Stated problem A: Copy, word for word, the part of the forum thread on sports fan violence that opens with the words containing "What kind of" and closes with "about reporting it.".
Stated problem B:
Answer these questions using the forum thread on sports fan violence:
(i) Which three universities does one poster list as the schools where they attended college games?
(ii) Which two New York hockey teams are named as rivals?
(iii) Which sport is said to have a large following in Yorkshire?
Stated problem C: Write the next part of the forum thread on sports fan violence, starting after its final post.

Why? Why because we have something better to do, we have respect for the stadium, the city, the people? Yeah we can hate on our rival, but it’s not like we save it up until the next time like a grudge that grows into a riot match. What is up with those behaviors, so uncivilized. Cretins, they just don’t want to get along, well send the lot of ya to hell, Mars even.
It’s actually soccer hooliganism and we don’t play soccer in this country (for Americans unfamiliar with the term soccer, it’s also known as Canadian Lawn Dancing). Here in the US we play real football, which means the players are the hooligans. Soccer hooligans are the result of a pre-teen girls game used as an actual sport for men, even if they are British. If you’ve ever seen the game of soccer you’d understand why the crowd gets violent.
I’d be interested to compare alcohol consumption as a factor.
That is wrong on so many levels. It is the most popular UK wide sport true, but it is not only sport. Hell, it is not the biggest sport in many regions, Wales has Rugby, Yorkshire has a large Cricket following.
Please, using American sports as examples of masculinity and virility is ridiculous. Forty pounds of protective gear (and about 15 seconds of of play at a stretch) to play Rugby, gloves and mittens to play rounders and you won’t even let the damn batter get struck by a ball because it might leave a bruise,:rolleyes:
No, it is rare.
Are you sure? I thought it was fairly common for individual fights and such to break out, especially at college level games (football and basketball coming to mind). I know when I was going to college that such fights weren’t uncommon. Riots…THAT is fairly rare, in my experience.
Similar ticket prices. That’s one reason why there is very little “hooliganism”, despite outdated stereotypes such as those expressed in this thread. There are other reasons, but that’s one of them. Attending soccer matches is much more of a middle class/family thing these days. In some quarters they complain that crowds are too civilised now.
There’s also the likely contributing factor that European football fans will be attending an away game as part of a group via bus or train and often imbibing on their way.
You guys have never been to a Raiders game, obviously.
It used to happen often at hockey games bewteen the New York Islanders and the New York Rangers. Especially when the teams were both competitive at the same time. Nowadays it’s the Rangers that are the better team and the rivalry has lost much of its lustre.
But even then, the fights were usually isolated pockets of mayhem, not a free-for-all throughout the arena.
I have attended maybe 30-40 college football and basketball games total since 1967,
all but I think two of them in Chapel Hill NC, and I never saw or heard of a single fight.
What kind of a zoo did you attend, and how many fights did you (1) witness (2) hear of 2nd hand?
If violence were a significant problem at US sporting events you can be sure the media
would not be bashful about reporting it.
I will say that a few years before I was in school fights between teams during play may have
been more frequent than since. YTube has the full monte on a disgraceful brawl between
NC and Duke at Duke ca. 1962. I believe that was the one where Duke star Art Heyman was
arrested for slugging an NC cheerleader.
IMO there should be zero tolerance for such behavior, inlcudng on strike and you’re out expulsion.
University of Arizona, University of Maryland and UCLA. Probably more second hand (if by that you accept the local college newspaper or broadsheets) than eye witness too, since I wasn’t (and am not) a bit sports fan, but I’d say I witnessed at least a half dozen or more fights (mainly outside, in the parking lot, some in after game drinking parties at dorms or bars etc) while going to college games.

Data provided:
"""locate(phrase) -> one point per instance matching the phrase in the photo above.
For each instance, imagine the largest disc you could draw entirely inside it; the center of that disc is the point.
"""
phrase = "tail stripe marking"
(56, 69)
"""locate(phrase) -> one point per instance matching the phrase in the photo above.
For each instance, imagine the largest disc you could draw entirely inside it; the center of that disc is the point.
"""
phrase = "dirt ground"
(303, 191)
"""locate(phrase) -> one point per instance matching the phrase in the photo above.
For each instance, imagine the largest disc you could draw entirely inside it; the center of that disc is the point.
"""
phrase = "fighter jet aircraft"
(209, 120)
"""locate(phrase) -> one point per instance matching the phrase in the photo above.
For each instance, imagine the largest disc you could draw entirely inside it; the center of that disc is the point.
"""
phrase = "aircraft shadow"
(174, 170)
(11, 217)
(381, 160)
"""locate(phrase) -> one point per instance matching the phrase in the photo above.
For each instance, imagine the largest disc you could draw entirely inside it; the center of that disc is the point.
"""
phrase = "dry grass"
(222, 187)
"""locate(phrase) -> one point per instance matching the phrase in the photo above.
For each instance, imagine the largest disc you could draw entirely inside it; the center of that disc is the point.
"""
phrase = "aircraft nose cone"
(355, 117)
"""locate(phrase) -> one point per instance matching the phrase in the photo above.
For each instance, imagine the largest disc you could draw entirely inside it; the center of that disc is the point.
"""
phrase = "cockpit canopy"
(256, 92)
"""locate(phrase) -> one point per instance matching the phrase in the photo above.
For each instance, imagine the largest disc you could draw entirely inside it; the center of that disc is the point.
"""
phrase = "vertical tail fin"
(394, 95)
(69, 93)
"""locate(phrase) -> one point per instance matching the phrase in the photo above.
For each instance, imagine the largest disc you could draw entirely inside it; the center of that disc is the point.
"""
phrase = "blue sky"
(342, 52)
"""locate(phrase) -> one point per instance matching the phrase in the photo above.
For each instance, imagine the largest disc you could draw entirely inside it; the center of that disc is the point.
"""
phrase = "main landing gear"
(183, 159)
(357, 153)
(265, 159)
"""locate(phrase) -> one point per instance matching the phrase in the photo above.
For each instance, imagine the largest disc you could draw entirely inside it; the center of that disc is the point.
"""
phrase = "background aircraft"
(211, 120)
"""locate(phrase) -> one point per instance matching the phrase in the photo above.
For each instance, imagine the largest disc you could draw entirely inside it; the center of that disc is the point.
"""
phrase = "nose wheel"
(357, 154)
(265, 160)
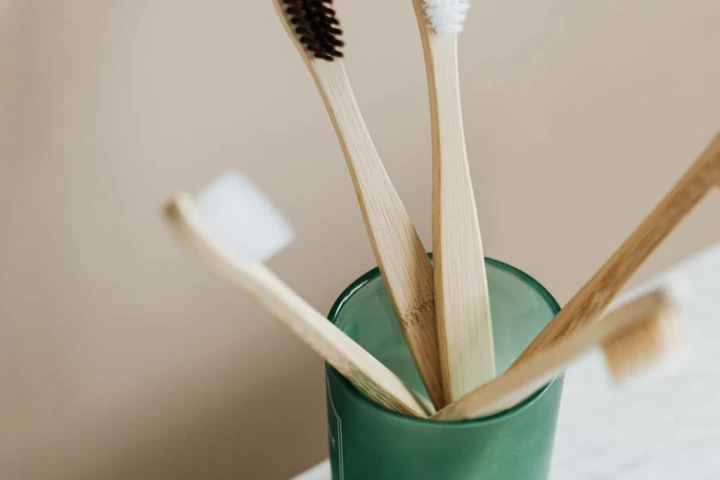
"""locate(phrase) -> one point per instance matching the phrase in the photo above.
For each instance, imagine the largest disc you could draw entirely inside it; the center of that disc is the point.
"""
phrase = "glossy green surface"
(368, 442)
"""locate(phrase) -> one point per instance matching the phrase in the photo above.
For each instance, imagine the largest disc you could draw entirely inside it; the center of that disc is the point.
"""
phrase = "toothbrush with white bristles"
(234, 228)
(314, 29)
(465, 338)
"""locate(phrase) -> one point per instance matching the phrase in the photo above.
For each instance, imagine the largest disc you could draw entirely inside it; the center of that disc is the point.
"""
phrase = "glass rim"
(374, 273)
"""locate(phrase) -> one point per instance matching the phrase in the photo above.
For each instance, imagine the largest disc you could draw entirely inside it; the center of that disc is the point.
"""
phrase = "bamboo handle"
(402, 260)
(517, 384)
(592, 299)
(329, 342)
(465, 338)
(467, 356)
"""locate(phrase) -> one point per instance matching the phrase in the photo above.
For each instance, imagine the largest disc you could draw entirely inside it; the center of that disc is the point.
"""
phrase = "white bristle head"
(447, 16)
(242, 218)
(651, 349)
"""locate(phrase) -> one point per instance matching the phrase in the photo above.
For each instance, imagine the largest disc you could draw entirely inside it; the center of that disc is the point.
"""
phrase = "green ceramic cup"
(369, 442)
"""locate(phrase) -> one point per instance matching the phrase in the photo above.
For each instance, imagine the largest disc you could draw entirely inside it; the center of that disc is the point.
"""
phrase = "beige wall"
(122, 358)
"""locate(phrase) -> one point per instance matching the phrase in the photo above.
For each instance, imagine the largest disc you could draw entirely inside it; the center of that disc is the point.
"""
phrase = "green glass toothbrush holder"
(369, 442)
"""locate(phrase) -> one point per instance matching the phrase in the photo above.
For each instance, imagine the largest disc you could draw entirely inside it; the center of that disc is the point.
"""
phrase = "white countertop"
(661, 428)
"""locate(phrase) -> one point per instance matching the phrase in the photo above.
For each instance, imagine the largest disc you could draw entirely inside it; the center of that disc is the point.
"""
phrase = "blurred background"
(122, 357)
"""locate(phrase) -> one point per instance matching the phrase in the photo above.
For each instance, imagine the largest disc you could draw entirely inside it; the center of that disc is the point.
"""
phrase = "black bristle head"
(315, 26)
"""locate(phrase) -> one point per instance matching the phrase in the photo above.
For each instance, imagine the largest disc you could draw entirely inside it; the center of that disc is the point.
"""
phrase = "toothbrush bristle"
(242, 218)
(316, 27)
(447, 16)
(653, 348)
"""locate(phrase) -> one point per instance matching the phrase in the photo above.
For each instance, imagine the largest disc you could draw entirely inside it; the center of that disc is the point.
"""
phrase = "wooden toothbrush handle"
(332, 344)
(367, 373)
(465, 334)
(403, 261)
(517, 384)
(592, 299)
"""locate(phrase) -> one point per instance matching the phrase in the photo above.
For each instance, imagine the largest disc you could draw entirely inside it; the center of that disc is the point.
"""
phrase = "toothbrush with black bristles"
(465, 338)
(405, 267)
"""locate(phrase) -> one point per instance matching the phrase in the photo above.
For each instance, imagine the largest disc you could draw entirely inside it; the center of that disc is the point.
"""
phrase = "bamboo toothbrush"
(465, 338)
(233, 228)
(592, 299)
(403, 262)
(638, 337)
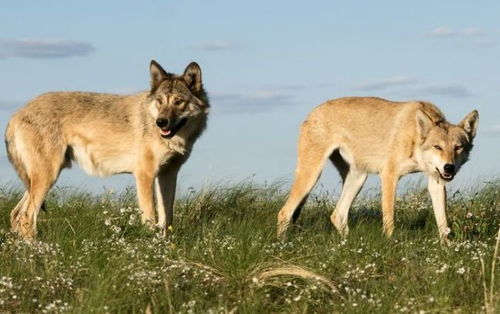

Task response A:
What kind of a zoo did you attend, and how many fights did you (1) witness (2) hear of 2nd hand?
If violence were a significant problem at US sporting events you can be sure the media
would not be bashful about reporting it.

Task response B:
(i) University of Arizona, University of Maryland and UCLA
(ii) The New York Islanders and the New York Rangers
(iii) Cricket

Task response C:
At pro games (mainly hockey) I’ve seen…oh, maybe 3-4 fights between individuals. I’ve never seen a riot at any event.
Totally agree. Of all the things to fight about, this to me is one of the silliest.
Can you demonstrate this actually happens after every major sports championship? Of course, you can’t. It’s ridiculous. The few notable examples are outliers.
The reason soccer hooliganism hasn’t caught on in the USA is the same reason soccer itself hasn’t caught on in the USA; because it just isn’t in fashion there. It has nothing to do with any of the silly stereotypes and nationalist jingo being put forth in this thread. It just happened to be something that caught on in the UK in the 1960s/1970s and spread to Europe from there. Since soccer’s never been a premier sport in the USA, and the two sports cultures are widely separated, it didn’t cross the ocean. There’s no other more complicated explanation.
Canadians are more similar to Europeans in terms of violence and cowboyism and all that blather, but we don’t have soccer riots. Why? 'Cause soccer isn’t popular here, and we’re across the ocean.
My WAG is the lower drinking age, for one. It’s 21 here in the States but 18 in the UK. Sure, our 19 year old men may drink but not as easily or as often, I’d wager, as the 19 year olds in the UK. Drunk 19 year old men don’t always make good choices or have strong impulse control.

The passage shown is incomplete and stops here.